• _PROBLEM_
Reproduce every one of the entries below word for word, but omit the pictures.

• _MATERIAL PROVIDED_
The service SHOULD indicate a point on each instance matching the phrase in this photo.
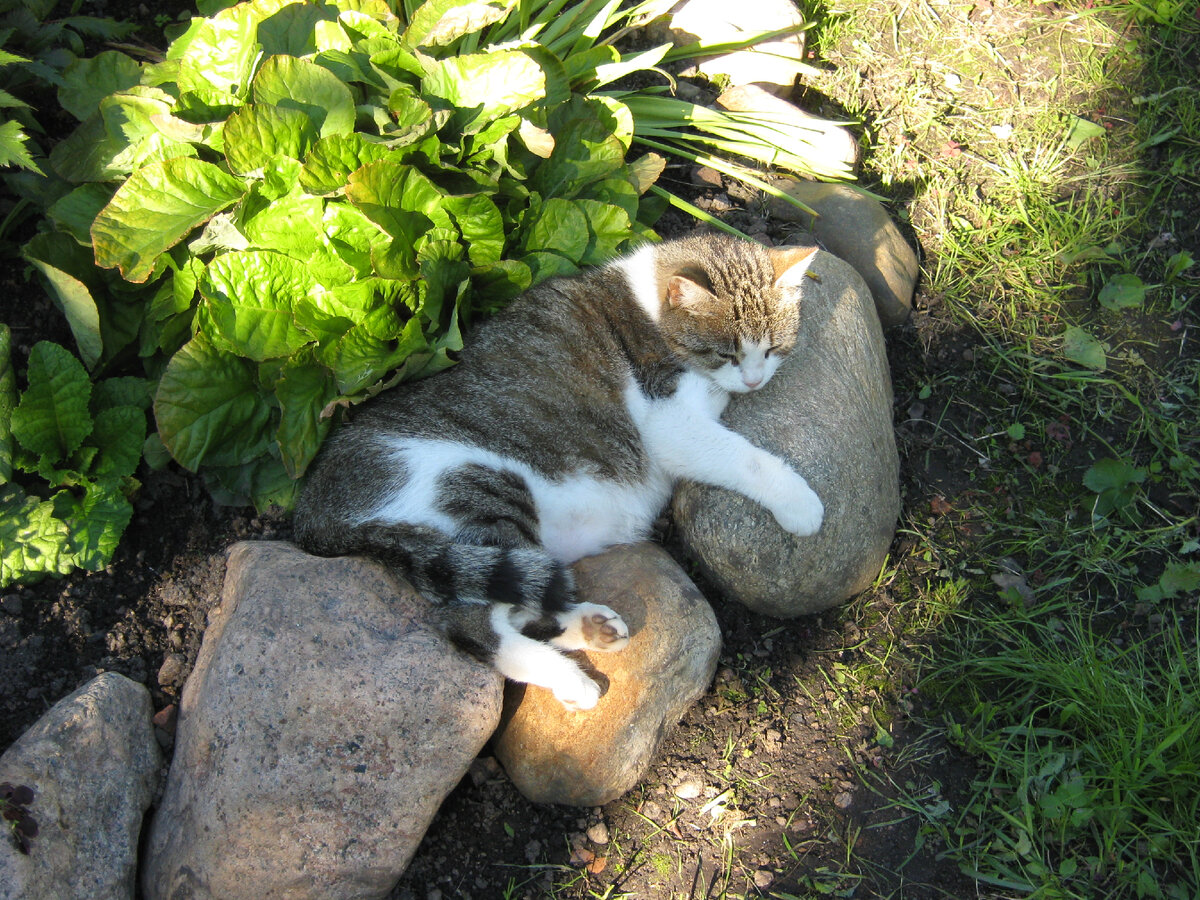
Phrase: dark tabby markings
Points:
(493, 505)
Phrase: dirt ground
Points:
(757, 792)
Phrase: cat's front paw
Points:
(799, 510)
(592, 627)
(577, 691)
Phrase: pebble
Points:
(689, 789)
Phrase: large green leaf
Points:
(71, 295)
(304, 389)
(556, 226)
(333, 159)
(481, 225)
(437, 23)
(119, 432)
(76, 211)
(52, 418)
(257, 133)
(85, 82)
(486, 85)
(7, 401)
(219, 53)
(292, 83)
(209, 408)
(155, 209)
(291, 225)
(609, 231)
(33, 541)
(251, 297)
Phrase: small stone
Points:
(859, 229)
(706, 175)
(172, 670)
(689, 789)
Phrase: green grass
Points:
(1037, 162)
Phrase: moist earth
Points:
(769, 784)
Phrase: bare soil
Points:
(773, 785)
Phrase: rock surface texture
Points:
(587, 759)
(857, 228)
(828, 411)
(94, 766)
(325, 721)
(773, 64)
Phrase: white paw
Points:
(798, 509)
(577, 691)
(592, 627)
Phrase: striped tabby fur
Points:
(561, 432)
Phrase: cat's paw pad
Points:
(592, 627)
(577, 693)
(801, 514)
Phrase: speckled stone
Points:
(94, 766)
(323, 725)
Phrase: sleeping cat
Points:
(561, 432)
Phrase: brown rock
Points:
(325, 721)
(587, 759)
(827, 411)
(856, 227)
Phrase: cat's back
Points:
(543, 381)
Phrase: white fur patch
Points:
(641, 273)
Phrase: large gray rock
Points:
(856, 227)
(323, 725)
(827, 411)
(772, 64)
(94, 766)
(586, 759)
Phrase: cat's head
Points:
(731, 309)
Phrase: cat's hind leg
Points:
(591, 627)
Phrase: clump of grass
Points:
(1047, 161)
(1091, 753)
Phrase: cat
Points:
(562, 432)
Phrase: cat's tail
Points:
(511, 606)
(451, 573)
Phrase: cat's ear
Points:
(790, 264)
(685, 294)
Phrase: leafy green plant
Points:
(306, 203)
(79, 443)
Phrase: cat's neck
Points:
(641, 271)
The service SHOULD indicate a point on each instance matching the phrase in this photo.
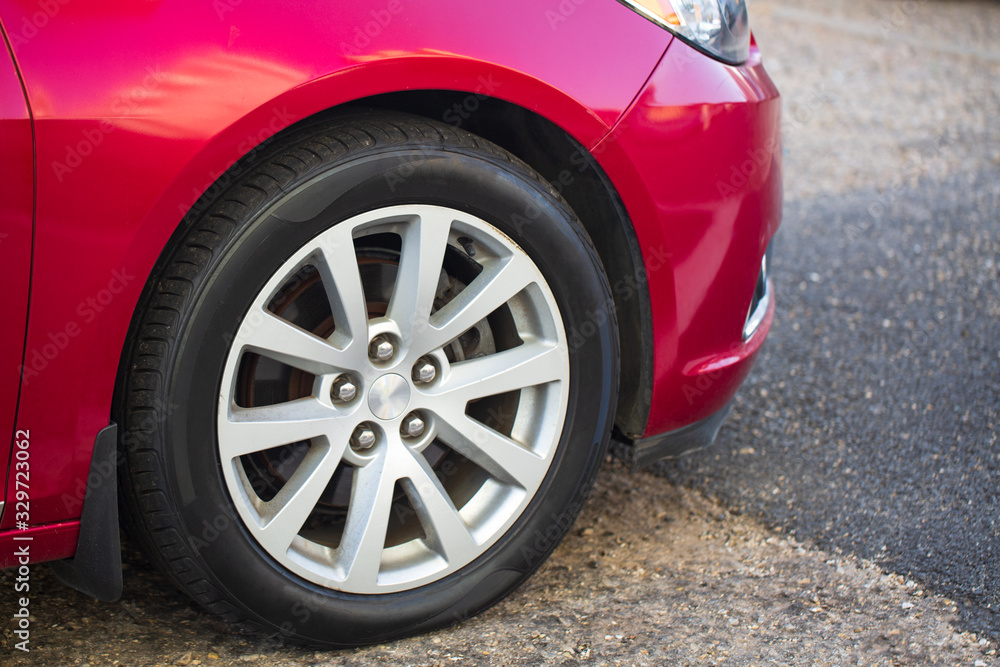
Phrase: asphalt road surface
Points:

• _EXERCISE RESULT_
The service SHOULD indicate a point on each instance matching the phrase in this photo.
Phrase: dark tabby markings
Points:
(493, 505)
Phrase: dirt ground
Points:
(757, 792)
Phrase: cat's front paw
Points:
(799, 510)
(592, 627)
(577, 691)
Phrase: pebble
Points:
(689, 789)
Phrase: large green leaf
Points:
(71, 295)
(304, 389)
(556, 226)
(333, 159)
(481, 225)
(437, 23)
(119, 432)
(76, 211)
(52, 418)
(257, 133)
(85, 82)
(486, 85)
(7, 401)
(219, 53)
(292, 83)
(209, 408)
(155, 209)
(291, 225)
(609, 231)
(33, 541)
(251, 297)
Phrase: small stone
Points:
(859, 229)
(706, 175)
(172, 670)
(689, 789)
Phrase: green grass
Points:
(1037, 162)
Phrase: moist earth
Points:
(769, 784)
Phrase: bare soil
Points:
(773, 785)
Phrase: rock surface texture
Points:
(587, 759)
(857, 228)
(828, 411)
(94, 766)
(325, 721)
(773, 64)
Phrase: white paw
Points:
(798, 509)
(577, 691)
(592, 627)
Phrase: striped tabby fur
Points:
(561, 432)
Phrase: cat's paw pad
Points:
(592, 627)
(577, 693)
(801, 514)
Phrase: speckled stone
Points:
(94, 766)
(323, 725)
Phrase: sleeping cat
Points:
(561, 432)
Phrase: brown rock
Points:
(325, 721)
(587, 759)
(827, 411)
(856, 227)
Phrase: cat's back
Points:
(543, 381)
Phrase: white fur patch
Points:
(641, 273)
Phrase: large gray rock
Points:
(856, 227)
(323, 725)
(827, 411)
(772, 64)
(94, 766)
(586, 759)
Phrase: cat's head
Points:
(731, 309)
Phrase: cat's hind leg
Points:
(591, 627)
Phrase: clump of grass
Points:
(1047, 161)
(1091, 753)
Phrase: cat
Points:
(562, 432)
Phrase: cat's tail
Points:
(511, 606)
(451, 573)
Phrase: cat's ear
Points:
(790, 264)
(685, 294)
Phrase: leafy green plant
Points:
(306, 203)
(79, 443)
Phrase: cat's neck
Points:
(641, 271)
The service SHOULD indicate a point on each instance matching the phrase in this photo.
Phrase: asphalt road surface
Points:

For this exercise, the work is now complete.